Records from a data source
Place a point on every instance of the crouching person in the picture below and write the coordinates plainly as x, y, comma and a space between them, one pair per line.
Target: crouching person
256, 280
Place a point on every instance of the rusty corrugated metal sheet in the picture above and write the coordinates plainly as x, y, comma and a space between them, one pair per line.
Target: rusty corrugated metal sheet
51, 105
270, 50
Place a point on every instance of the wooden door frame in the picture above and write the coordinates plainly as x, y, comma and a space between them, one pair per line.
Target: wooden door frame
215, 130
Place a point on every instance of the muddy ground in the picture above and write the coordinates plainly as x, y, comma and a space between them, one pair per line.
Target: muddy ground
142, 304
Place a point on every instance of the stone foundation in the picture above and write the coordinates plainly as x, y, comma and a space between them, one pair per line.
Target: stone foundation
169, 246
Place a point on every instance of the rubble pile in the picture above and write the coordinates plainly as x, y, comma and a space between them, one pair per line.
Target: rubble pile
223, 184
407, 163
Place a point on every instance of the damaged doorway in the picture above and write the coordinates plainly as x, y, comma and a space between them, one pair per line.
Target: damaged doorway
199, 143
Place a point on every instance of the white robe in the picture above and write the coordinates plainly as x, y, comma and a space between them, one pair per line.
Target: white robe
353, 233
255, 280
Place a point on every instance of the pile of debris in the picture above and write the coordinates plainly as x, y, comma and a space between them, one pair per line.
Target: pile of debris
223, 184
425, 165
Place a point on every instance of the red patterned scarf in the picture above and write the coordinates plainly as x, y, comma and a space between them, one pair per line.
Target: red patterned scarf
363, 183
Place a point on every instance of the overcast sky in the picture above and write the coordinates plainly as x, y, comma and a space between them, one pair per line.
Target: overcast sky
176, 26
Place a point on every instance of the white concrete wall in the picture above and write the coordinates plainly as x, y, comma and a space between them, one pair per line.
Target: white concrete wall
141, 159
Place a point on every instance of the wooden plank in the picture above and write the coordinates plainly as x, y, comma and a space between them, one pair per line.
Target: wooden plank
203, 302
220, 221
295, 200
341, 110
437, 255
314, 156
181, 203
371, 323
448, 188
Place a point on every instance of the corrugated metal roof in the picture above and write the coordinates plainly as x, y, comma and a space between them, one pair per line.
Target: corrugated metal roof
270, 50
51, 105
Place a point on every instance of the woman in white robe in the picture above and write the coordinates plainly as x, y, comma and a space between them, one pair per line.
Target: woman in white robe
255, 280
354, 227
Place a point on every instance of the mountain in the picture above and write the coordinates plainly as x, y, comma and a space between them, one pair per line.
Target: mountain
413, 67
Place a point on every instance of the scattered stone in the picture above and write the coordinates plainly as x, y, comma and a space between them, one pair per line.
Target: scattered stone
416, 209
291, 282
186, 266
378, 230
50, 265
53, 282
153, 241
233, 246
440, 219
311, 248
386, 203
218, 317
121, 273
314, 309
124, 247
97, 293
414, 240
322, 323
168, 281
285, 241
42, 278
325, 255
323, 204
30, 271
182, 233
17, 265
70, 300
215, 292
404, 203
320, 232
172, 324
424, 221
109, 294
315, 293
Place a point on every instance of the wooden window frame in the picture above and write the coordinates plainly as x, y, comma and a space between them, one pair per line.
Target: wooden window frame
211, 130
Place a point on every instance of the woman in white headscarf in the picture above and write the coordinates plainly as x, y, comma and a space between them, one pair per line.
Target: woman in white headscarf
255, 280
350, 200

• **WORK ORDER**
Every line above should be reproduced precisely.

• **OUTPUT FOR THIS EXERCISE**
Place a point on every instance of the crouching person in the picture below and write the coordinates plainly as x, y, comma and a space between them, one pair per line.
Target: crouching person
256, 280
Place a point on every instance of the rusty corrugated metal sheet in the picture above and write the coordinates plainly as x, y, comma and a space between them, one pair per line.
Target: rusty corrugated metal sheet
51, 105
270, 50
Place a point on every instance of the wooden door frame in the picture above and write the coordinates plainly as x, y, comma and a space between them, one pair per line.
Target: wooden door frame
215, 130
Place a point on every instance of the muddy ground in the picture above and write the coordinates plainly as x, y, comma and a space between them, one pair per line.
Target: muddy ground
142, 304
Place a point on every instance of the stone foundation in the picture above and write the coordinates plainly as x, y, comma and a space between them, one pair per line.
Target: stone foundation
169, 246
Place a point on every instance of the rubble pile in the picture above and write the coordinates plainly as x, y, comma and a space between them, one pair per line.
Target: rubble pile
223, 184
407, 163
Place a point on every instance of the damaged doorway in the picture above and write the coordinates plainly as x, y, comma and a space between them, one pair per line.
Target: damaged doorway
199, 143
Place a point on every instance of the white robe in the picture above and write the coordinates plainly as x, y, comma and a space between them, one pair per line.
Target: white robe
353, 233
255, 280
Place a point on every instance of the pile of debris in the picture above and write the coordinates plainly as x, y, comma and a space between them, one pair per line.
Target: pile of debris
223, 184
425, 165
Place a point on every instance of the red patterned scarf in the picture above and write the coordinates plainly as x, y, comma and a space between them, one pair per line.
Target: red patterned scarf
363, 183
Place a point on every instance of the overcast sky in the picture above and write the coordinates plainly as x, y, comma and a space between them, one pair per line.
Target: overcast sky
176, 26
Place a point on every instance of the white concrete wall in the picture above and write the coordinates plainly as x, y, comma and a space between them, one pair per line.
Target: white concrete wall
141, 159
Place a point on every instance of the wooden plank in the picture above and write the coordinates plainly as x, y, comma and a space between them, one pair per line.
Target: wooden plank
203, 302
220, 221
295, 200
341, 110
437, 255
314, 156
181, 203
371, 323
448, 188
Place a point on every instance of the corrugated metal roof in the picture above and write the coordinates plainly as x, y, comma and a space between them, one pair per line.
Target: corrugated metal roof
270, 50
51, 105
Place a point on every instance of the woman in white robe in the picture above and write the coordinates plainly as x, y, comma and a space between them, one pair per line.
Target: woman in white robe
255, 280
354, 227
Place a point on every instance of the mountain in the picture above and write the coordinates plainly as x, y, comma and a space between them, one pair per line.
Target: mountain
413, 67
Place a point on every instance of the scattered stone in the picture above and write the coordinates plainly as x, y, comma and a space between them, one pair per line.
Target: scattered stone
416, 209
291, 282
186, 266
378, 230
50, 265
53, 282
153, 241
233, 246
440, 219
311, 248
386, 203
218, 317
121, 273
314, 309
124, 247
97, 293
414, 240
322, 323
168, 281
285, 241
42, 278
325, 255
323, 204
30, 271
182, 233
17, 265
70, 300
215, 292
404, 203
320, 232
172, 324
424, 221
109, 294
315, 293
Place a point on every instance of the wooden window frame in the picture above and write the coordinates plainly as x, y, comma and a space between them, one pair per line.
Target: wooden window frame
211, 130
Place a point on every instance of the woman in white headscarf in the picture above and write the coordinates plainly as x, y, comma and a space between them, one pair per line.
Target: woman in white headscarf
255, 280
350, 200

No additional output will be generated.